*PROBLEM REQUIREMENTS*. Pick out and copy each line of the listing below that contains the string "instance". Case counts.

*ROWS*.

....

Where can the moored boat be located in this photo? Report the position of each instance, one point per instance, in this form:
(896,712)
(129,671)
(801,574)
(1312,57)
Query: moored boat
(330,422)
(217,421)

....

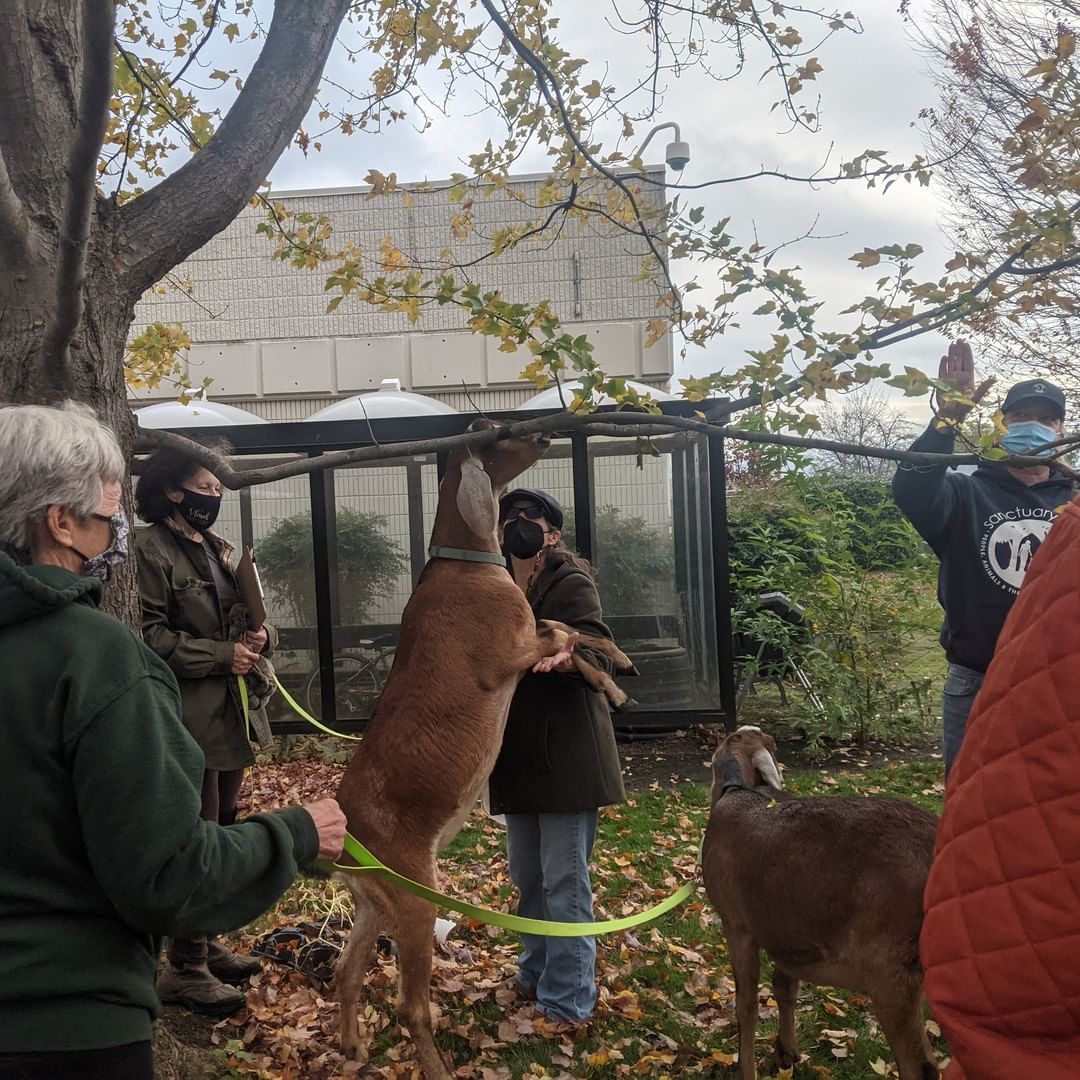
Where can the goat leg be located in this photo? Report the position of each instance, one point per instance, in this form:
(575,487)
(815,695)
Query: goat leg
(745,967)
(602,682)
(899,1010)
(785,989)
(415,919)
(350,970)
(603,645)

....

*RIGHT ANSWER*.
Where can the moored boat be located in this photo? Report the position of each instance, one point per instance, in this form:
Where can the goat leg be located in this photo? Report the position of each instance, one point per instance, in this form:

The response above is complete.